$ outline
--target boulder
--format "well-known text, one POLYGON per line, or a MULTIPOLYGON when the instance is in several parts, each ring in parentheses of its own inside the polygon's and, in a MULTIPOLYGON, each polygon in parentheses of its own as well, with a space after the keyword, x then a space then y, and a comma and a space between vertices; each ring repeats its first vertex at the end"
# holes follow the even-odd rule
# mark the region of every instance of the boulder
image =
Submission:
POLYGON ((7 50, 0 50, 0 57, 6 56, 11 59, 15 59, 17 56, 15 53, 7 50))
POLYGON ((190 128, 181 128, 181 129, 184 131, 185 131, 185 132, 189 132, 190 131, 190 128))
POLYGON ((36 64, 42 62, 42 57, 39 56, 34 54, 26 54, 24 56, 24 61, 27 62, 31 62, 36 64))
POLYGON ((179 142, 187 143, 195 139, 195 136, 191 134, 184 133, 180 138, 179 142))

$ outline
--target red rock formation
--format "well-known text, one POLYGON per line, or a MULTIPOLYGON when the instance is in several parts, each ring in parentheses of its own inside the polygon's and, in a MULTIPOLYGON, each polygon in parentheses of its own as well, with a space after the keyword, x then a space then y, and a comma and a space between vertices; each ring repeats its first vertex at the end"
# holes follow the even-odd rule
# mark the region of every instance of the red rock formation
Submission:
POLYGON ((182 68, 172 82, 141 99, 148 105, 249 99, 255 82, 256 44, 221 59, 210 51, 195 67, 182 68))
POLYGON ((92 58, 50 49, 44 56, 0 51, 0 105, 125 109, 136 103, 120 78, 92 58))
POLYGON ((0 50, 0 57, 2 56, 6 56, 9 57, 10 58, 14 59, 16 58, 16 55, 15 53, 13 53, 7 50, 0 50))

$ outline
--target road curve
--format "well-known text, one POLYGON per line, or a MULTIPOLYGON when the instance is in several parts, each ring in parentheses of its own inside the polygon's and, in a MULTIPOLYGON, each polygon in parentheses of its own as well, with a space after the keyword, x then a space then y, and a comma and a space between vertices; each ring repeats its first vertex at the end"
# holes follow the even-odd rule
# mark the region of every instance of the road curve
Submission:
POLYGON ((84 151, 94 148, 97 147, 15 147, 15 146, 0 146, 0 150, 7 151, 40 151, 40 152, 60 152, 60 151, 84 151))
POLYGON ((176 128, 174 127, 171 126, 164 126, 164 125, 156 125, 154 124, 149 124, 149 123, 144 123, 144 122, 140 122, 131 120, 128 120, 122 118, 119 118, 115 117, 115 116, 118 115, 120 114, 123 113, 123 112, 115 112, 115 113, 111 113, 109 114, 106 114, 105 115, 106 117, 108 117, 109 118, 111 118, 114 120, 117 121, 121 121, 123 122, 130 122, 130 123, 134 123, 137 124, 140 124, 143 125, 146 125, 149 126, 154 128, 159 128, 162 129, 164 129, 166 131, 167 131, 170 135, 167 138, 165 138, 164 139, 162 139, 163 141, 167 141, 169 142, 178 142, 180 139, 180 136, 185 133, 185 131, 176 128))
........
EXERCISE REQUIREMENTS - Output the records from the start through the line containing "POLYGON ((190 128, 181", inclusive, as a two-column CSV with the header text,answer and one row per record. Put each field in double quotes and turn its line breaks into spaces.

SOLUTION TO THE EXERCISE -
text,answer
"$ outline --target boulder --format ""well-known text, one POLYGON per line, or a MULTIPOLYGON when the instance is in several parts, each ring in parentheses of its own inside the polygon's and, in a MULTIPOLYGON, each polygon in parentheses of its own as well, with a space after the keyword, x then a space then y, and a comma and a space between vertices; each ring repeats its first vertex at the end"" # holes follow the even-odd rule # mark the region of every instance of the boulder image = Submission:","POLYGON ((7 50, 0 50, 0 57, 6 56, 11 59, 15 59, 17 56, 15 53, 7 50)) POLYGON ((190 128, 181 128, 181 129, 184 131, 185 131, 185 132, 189 132, 190 131, 190 128))"